- _Exercise data_
____
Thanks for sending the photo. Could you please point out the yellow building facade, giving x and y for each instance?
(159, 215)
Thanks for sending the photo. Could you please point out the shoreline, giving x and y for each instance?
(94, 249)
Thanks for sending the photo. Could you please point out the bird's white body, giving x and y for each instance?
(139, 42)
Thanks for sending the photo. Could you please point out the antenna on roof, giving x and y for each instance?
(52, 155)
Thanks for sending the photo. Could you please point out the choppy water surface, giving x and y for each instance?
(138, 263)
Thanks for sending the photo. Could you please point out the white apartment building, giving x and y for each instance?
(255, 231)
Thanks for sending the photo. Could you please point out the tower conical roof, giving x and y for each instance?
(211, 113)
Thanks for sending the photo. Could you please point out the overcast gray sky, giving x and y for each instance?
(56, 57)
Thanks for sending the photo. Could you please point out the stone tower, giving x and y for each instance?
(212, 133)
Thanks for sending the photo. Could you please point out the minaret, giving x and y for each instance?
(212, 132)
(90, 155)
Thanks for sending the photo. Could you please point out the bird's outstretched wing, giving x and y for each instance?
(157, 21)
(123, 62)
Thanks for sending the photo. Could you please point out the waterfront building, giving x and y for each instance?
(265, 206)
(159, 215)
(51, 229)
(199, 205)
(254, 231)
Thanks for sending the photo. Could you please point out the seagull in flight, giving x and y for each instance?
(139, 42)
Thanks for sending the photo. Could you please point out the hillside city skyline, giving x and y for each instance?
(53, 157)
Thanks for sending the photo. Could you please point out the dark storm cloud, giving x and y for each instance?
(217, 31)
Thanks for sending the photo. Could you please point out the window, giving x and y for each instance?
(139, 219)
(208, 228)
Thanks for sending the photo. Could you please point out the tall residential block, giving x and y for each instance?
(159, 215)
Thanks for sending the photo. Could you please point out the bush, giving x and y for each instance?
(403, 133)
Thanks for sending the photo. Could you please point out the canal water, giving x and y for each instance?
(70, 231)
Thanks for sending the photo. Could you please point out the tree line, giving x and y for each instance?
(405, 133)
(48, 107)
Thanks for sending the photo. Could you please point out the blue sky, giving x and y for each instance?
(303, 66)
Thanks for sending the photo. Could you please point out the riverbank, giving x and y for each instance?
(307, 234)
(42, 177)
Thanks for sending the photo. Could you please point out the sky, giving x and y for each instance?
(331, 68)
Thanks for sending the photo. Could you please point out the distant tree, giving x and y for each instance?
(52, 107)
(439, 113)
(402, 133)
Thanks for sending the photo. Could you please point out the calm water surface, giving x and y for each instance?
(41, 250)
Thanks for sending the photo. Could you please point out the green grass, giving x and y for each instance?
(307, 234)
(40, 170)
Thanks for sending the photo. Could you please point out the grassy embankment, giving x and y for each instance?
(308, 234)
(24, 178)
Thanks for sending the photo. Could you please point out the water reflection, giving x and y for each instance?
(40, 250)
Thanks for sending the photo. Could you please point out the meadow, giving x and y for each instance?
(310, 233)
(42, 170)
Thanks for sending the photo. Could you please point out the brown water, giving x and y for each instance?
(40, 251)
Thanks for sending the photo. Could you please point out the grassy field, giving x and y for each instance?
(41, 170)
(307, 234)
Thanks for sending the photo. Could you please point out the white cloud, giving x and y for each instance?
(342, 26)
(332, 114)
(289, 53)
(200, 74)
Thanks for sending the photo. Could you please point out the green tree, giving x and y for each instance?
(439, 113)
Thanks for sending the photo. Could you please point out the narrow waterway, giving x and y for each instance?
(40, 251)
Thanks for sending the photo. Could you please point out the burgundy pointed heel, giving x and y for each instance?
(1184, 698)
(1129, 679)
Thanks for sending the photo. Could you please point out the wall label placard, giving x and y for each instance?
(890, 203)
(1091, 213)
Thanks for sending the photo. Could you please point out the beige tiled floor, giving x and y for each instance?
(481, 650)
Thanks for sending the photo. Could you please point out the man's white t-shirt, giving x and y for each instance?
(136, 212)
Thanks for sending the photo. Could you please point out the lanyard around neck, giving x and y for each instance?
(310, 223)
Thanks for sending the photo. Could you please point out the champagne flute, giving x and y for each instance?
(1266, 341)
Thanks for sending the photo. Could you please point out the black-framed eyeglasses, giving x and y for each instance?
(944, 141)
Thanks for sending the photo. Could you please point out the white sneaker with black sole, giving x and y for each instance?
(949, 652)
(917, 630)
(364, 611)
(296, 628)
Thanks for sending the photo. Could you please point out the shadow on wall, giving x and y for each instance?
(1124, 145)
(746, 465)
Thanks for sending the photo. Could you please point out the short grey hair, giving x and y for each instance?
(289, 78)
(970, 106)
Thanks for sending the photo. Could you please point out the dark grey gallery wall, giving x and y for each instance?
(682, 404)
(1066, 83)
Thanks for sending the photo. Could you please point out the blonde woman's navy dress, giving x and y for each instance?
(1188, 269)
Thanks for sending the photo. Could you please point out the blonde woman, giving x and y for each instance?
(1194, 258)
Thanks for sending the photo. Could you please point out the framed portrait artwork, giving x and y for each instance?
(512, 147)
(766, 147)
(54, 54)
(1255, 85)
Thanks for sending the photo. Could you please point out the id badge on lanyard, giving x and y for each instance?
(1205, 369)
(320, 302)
____
- _Work instructions_
Print every record exactly as it was given.

- _Response to this task_
Thanks for sending the photo. Could you please point out the yellow building facade, giving x and y for each instance?
(159, 215)
Thanks for sending the photo. Could you please point out the shoreline, giving x and y for each instance?
(94, 249)
Thanks for sending the photo. Could you please point out the bird's white body, giving x and y for each instance?
(139, 42)
Thanks for sending the photo. Could you please point out the antenna on roof, giving x and y for each instance?
(52, 155)
Thanks for sending the photo. Could you please point out the choppy water surface, giving x and y for each instance?
(138, 263)
Thanks for sending the photo. Could you please point out the white apartment building, giving x and y for each instance?
(255, 231)
Thanks for sending the photo. Could you please point out the tower conical roof, giving x and y for each instance?
(211, 113)
Thanks for sending the photo. Could you please point out the overcast gray sky, giving x and y for each instance?
(56, 57)
Thanks for sending the photo. Could you please point out the stone tower, giving x and y for each instance?
(212, 133)
Thanks for sending the photo. Could you please point out the minaret, giving x and y for each instance?
(212, 132)
(90, 155)
Thanks for sending the photo. Could you please point out the bird's outstretched wing, giving x and y for each instance?
(157, 21)
(123, 62)
Thanks for sending the photo. Could you please point out the waterfront building, giving x and y for each instance?
(265, 206)
(159, 215)
(51, 229)
(199, 205)
(254, 231)
Thanks for sending the photo. Could you please point out the seagull in flight, giving x and y for each instance?
(139, 42)
Thanks for sending the photo. Could you please point out the hillside city skyline, giving x and y for each instance?
(53, 157)
Thanks for sending the photo. Could you please point out the dark storm cloud, giving x and y for each instance?
(217, 31)
Thanks for sending the photo. Could you please point out the window, giving x and y for each instance?
(139, 219)
(208, 228)
Thanks for sending the photo. Could you please point out the tall residential block, giving x and y for each instance?
(159, 215)
Thanks for sending the photo. Could you please point out the bush, giving x and y for each instance?
(403, 133)
Thanks for sending the photo. Could you please point out the canal water, giving x and y for each instance?
(70, 231)
Thanks for sending the photo. Could you please point out the tree line, giving x and y for each instance?
(405, 133)
(48, 107)
Thanks for sending the photo. Could you please point out the blue sky, giving x and y for each instance?
(303, 66)
Thanks for sending the photo. Could you please point out the riverbank, giving x and y for each instance?
(307, 234)
(42, 177)
Thanks for sending the photo. Could you please point out the sky, giving x and y for each instance?
(331, 68)
Thanks for sending the photo. Could you please point out the distant tree, giving x and y for each instance?
(52, 107)
(439, 113)
(402, 133)
Thanks for sending the photo. Could you please point out the calm water surface, giving x and y for each instance?
(41, 250)
Thanks for sending the photo. Could you please point out the green grass, giving x and y for each instance?
(307, 234)
(40, 170)
Thanks for sending the photo. Could you please point out the grassy embankment, giving x and y for each instance?
(308, 234)
(24, 178)
Thanks for sending the photo. Could you please point out the water reflection, giving x and y for each instance?
(40, 250)
Thanks for sending the photo. Could you please point out the meadow, giving x and y for each instance?
(310, 233)
(42, 170)
Thanks for sending the photo. Could you please point out the brown water, giving x and y for each instance?
(40, 251)
Thanks for sending the photo. Could you please point out the grassy field, giving x and y for each instance?
(41, 170)
(307, 234)
Thanks for sending the photo. Could you please point out the white cloud, giving x and y for each instance?
(342, 26)
(332, 114)
(289, 53)
(200, 74)
Thanks for sending the photo. Could you please point out the green tree, giving x and y for each instance?
(439, 113)
Thanks for sending the photo. Could you please point out the narrow waterway, giving x and y for each instance?
(40, 251)
Thanks for sending the photo. Could you please point out the burgundy pointed heel, giving x and y for each instance?
(1184, 698)
(1129, 679)
Thanks for sending the photo. Could you please point out the wall label placard, giving x and y for each instance?
(890, 203)
(1091, 213)
Thanks for sending the photo. Could you please point out the beige tiled floor, giving x and y for each instance?
(481, 650)
Thanks for sending the photo. Could you please point out the man's white t-shirt, giving x and y for each instance?
(136, 212)
Thanks for sending the photo. Could you please point out the lanyard around neck, giving x and y for each instance?
(310, 223)
Thanks for sending the photo. Could you please point out the champagne flute, giving x and y for each instance?
(1266, 341)
Thanks for sending the photo. Could you please point out the black-framed eyeglasses, giving x and y for each instance?
(944, 141)
Thanks for sending the photo. Could you please point out the white sneaker with black sole, giving x and y for each instance?
(949, 652)
(917, 630)
(364, 611)
(296, 628)
Thanks for sending the photo. Could you please point out the shadow on wall, giving x and y for each instance?
(1124, 145)
(746, 465)
Thanks for sending the photo. Could you please point out the short grey hair, giving x and y for each instance?
(289, 78)
(970, 106)
Thanks for sending the photo. Could you please point out the dark grey gallery wall, giving x and y for each instance?
(682, 404)
(1066, 83)
Thanks for sending the photo. Could you please point out the blonde woman's navy dress, giving x and y for each instance?
(1188, 269)
Thanks for sending the photo. Could you please point out the blonde woman, giving x and y for each instance?
(1194, 258)
Thanks for sending the photo. Could you please point out the framed portrait artwork, giving x and y for each instance?
(512, 147)
(766, 147)
(54, 54)
(1255, 85)
Thanks for sending the photo. Could you please point out the id badge on lanyard, giving x and y for each instance?
(1205, 369)
(320, 302)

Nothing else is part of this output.